_Excerpt_
<<<<

Instead, Prof. Bates becomes concerned with the state of his aged, incontinent, increasingly senile widower father, living on his own in a decaying semi-detached down in London. There’s more autobiography here, as the old man was, like Lodge’s father, a band musician in the 1940s and 1950s, still pining for the old days. The latter half of Deaf Sentence focuses on Desmond Bates’s attempts to coax his father into a rest home. Much of this is semi-comic, with scenes of the old man behaving inappropriately when in the company of his son’s more tone-y and sophisticated friends and extended family. The plot leads eventually to the old man’s death.

>>>>

_Written request_
Write out the Deaf Sentence review again, starting with "Instead, Prof. Bates" and going on through "old man’s death.", and switch "rest home" to "care home" throughout.

_Source material_
<<<<

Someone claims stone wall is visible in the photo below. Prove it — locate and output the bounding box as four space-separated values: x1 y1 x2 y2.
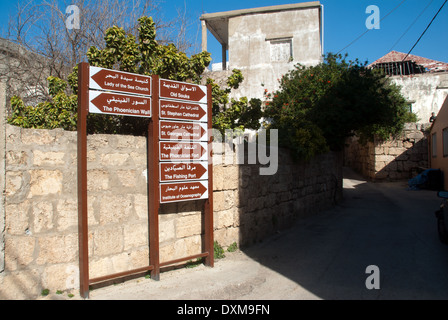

>>>>

_Exercise output_
Instead, Prof. Bates becomes concerned with the state of his aged, incontinent, increasingly senile widower father, living on his own in a decaying semi-detached down in London. There’s more autobiography here, as the old man was, like Lodge’s father, a band musician in the 1940s and 1950s, still pining for the old days. The latter half of Deaf Sentence focuses on Desmond Bates’s attempts to coax his father into a care home. Much of this is semi-comic, with scenes of the old man behaving inappropriately when in the company of his son’s more tone-y and sophisticated friends and extended family. The plot leads eventually to the old man’s death.